>> start Input
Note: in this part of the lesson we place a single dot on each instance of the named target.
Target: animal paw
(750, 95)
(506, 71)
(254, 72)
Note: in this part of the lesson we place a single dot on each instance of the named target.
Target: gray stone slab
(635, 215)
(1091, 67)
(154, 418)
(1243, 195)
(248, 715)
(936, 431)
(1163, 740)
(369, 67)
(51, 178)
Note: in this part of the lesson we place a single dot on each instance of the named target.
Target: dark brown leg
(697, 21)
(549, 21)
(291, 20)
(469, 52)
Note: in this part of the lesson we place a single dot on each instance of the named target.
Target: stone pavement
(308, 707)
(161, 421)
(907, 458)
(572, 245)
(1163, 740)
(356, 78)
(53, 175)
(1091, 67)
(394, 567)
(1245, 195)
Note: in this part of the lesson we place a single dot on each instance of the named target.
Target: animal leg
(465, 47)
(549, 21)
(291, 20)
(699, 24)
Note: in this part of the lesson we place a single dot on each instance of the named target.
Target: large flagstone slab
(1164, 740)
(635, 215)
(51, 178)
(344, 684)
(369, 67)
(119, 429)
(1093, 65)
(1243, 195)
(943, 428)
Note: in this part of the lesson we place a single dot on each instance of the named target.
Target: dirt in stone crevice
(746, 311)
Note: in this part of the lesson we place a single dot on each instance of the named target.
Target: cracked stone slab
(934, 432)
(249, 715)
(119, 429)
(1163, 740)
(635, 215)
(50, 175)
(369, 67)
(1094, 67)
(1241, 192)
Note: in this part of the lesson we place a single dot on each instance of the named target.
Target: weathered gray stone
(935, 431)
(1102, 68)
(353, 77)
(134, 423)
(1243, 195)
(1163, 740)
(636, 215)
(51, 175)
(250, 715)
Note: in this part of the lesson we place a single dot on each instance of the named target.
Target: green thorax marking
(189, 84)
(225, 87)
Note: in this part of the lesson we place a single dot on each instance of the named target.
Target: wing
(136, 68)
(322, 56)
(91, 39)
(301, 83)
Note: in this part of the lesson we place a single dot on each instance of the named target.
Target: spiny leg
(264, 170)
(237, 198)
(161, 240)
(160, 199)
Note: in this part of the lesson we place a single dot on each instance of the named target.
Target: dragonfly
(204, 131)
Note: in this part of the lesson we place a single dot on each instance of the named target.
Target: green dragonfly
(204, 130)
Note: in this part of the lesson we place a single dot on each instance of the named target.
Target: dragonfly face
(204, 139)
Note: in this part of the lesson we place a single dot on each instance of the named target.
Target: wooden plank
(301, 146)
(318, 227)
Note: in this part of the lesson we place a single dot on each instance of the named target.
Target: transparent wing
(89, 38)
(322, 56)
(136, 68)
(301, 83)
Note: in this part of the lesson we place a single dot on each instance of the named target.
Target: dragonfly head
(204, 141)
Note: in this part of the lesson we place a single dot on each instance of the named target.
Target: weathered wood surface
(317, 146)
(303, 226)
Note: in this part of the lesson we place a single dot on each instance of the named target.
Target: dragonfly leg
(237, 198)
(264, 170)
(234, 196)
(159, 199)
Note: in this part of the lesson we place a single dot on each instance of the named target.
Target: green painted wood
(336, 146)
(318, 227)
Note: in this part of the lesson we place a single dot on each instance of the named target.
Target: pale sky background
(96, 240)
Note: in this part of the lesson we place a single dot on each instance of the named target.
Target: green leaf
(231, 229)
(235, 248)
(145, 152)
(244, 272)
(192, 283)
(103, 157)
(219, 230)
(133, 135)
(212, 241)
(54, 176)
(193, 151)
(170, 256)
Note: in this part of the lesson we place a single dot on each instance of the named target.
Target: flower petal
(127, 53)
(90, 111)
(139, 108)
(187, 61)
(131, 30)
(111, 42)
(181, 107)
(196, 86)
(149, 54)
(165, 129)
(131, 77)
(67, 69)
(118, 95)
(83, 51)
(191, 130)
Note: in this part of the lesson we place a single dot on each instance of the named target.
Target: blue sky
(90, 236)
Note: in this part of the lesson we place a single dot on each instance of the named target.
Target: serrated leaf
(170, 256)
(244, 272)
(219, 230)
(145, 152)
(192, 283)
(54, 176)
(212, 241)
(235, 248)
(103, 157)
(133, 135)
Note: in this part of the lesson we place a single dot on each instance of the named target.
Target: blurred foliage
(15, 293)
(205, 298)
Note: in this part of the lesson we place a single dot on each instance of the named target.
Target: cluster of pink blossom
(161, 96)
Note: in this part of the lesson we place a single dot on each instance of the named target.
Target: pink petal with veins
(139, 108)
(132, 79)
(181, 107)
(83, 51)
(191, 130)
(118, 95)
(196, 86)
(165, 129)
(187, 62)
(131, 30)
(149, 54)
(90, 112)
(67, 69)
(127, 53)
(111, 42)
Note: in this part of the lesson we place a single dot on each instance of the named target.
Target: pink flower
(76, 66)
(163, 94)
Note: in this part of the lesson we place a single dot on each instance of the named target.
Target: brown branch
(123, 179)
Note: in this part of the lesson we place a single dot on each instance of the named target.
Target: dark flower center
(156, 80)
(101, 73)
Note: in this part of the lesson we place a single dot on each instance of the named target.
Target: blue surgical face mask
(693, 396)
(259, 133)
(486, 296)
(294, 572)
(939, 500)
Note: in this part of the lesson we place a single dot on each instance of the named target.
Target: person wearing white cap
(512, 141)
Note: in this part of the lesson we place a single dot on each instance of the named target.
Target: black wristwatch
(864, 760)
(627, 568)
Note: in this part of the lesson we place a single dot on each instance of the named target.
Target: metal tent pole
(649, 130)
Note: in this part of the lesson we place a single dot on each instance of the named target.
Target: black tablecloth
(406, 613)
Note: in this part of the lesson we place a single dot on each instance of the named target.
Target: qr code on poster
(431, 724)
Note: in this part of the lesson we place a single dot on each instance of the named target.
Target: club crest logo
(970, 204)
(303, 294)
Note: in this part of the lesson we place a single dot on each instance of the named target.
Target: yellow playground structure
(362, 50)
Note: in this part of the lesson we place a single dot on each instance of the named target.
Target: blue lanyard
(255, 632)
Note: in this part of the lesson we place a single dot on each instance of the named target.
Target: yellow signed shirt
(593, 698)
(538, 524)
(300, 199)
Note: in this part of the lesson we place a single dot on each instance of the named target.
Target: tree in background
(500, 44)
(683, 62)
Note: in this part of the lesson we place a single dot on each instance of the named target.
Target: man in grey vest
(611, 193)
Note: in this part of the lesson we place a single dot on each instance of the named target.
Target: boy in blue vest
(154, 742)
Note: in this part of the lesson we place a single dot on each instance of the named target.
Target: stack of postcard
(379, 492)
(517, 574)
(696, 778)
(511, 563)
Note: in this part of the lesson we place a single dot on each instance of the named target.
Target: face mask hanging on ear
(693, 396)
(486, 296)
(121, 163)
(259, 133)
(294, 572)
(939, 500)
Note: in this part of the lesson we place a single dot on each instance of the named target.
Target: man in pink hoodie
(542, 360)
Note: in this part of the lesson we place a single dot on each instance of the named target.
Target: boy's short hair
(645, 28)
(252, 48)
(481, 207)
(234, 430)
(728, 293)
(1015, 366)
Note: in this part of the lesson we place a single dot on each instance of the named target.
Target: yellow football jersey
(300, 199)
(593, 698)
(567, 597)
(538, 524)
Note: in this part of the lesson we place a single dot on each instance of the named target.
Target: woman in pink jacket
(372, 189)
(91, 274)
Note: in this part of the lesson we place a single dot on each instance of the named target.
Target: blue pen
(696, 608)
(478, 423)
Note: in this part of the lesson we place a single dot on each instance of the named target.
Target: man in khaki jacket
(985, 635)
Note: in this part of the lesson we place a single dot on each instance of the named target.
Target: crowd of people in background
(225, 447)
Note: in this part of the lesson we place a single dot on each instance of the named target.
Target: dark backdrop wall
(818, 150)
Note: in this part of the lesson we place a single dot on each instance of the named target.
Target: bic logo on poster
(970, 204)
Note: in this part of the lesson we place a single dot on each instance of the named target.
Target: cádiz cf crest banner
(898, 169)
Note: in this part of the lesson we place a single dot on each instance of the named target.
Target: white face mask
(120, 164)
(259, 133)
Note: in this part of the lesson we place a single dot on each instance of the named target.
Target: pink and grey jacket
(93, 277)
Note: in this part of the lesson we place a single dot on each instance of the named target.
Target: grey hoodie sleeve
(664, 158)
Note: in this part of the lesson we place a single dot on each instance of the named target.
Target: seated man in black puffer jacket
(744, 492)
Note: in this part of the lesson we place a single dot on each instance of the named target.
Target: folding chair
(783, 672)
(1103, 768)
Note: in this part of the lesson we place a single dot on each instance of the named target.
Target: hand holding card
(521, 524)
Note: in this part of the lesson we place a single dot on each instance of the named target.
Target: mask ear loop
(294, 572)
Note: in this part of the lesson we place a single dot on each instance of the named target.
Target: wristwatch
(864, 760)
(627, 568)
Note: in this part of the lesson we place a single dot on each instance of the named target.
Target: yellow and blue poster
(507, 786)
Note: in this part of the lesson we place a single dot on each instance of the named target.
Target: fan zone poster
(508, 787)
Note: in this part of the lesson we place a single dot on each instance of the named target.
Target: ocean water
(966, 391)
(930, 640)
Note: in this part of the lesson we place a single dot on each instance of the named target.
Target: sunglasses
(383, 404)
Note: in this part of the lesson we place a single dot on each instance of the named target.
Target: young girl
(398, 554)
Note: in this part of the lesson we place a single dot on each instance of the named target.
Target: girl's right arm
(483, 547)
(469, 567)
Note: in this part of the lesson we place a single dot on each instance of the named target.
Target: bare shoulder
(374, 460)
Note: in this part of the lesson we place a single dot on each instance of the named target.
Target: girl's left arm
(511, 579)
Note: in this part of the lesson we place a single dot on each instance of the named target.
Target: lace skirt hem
>> end Input
Gather every line from the rows above that contains the word "pink" and list them.

Target: cluster of pink blossom
Target: pink petal with veins
Target: pink flower
Target: man in pink hoodie
Target: woman in pink jacket
Target: pink and grey jacket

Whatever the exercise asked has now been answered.